The university is encouraging people to go hybrid and to use the [LMS] system as a supplement for readings, course scheduling, and so forth. But what we’re recognizing is that the model that we’ve used to do LMS training and course design, which have kind of come together in a lot of ways for the online faculty, is just not scalable when you are dealing with the whole campus.

Another interviewee echoed:

I think most faculty need to know how to use the learning management system (the basics, such as Gradebook, etc.). They also need a lot of pedagogical support when they first start, and our instructional designers work with those who are going to be teaching students through [the LMS system] and we’ve been asked to help all of our faculty who will be using the system.

To be sure, interview participants shared practical strategies for measuring such needs, including use of Web-based surveys and focus groups. Importantly, participants cautioned against the assumption that geographically dispersed faculty necessarily desire online training. However, it is clear that much outreach to geographically dispersed faculty comes in the form of encouragement to use the technologies their institutions have adopted. The pressure to implement mandated trainings for faculty at a distance often results in little time for conversations about how technology can directly affect and improve student learning or dialogue among diverse faculty constituents about how they have used such technologies to improve teaching and learning.

◆ Data excerpt:
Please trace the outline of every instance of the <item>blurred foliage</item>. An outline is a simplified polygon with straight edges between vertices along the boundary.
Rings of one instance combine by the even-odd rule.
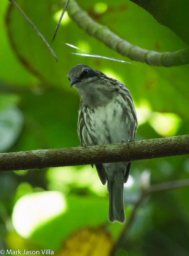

◆ Directions:
1 – In the passage on faculty technology training, what practical strategies did interview participants share for measuring faculty needs?
2 – Pick up the passage on faculty technology training after its final sentence and continue it.

◆ Task results:
1 – Web-based surveys and focus groups.

2 –
The interview data also uncovered emergent trends in faculty development and examples of innovative programming across institution types. Although a vast majority of these trends pertained to technology training, of particular note were efforts involving the use of various technologies {for example, LMS and virtual conferencing software) to deploy inclusive, dialogue, and constructivist-oriented approaches to training, specifically those that integrated technology training with pedagogical application. For example, some institutions have replaced individual online course development with a program development approach in which an instructional designer works with groups of faculty to envision and create an entire program. An interviewee described such a program:

The way we’ve worked with faculty in the past is through one-on-one relationships where we identify a course or program that we are going to help. What we started doing is having program development rather than individual course development ... where we would have groups of faculty coming together with one instructional designer to talk about the best approach for that program. And what we anticipate, what we think we found this first semester trying that, is the faculty actually serve as much as a resource as the designer and they are able to bounce ideas off one another and it saves us Instead of seven or eight individual conversations, presentations, and discussions we now have one that serves many folks.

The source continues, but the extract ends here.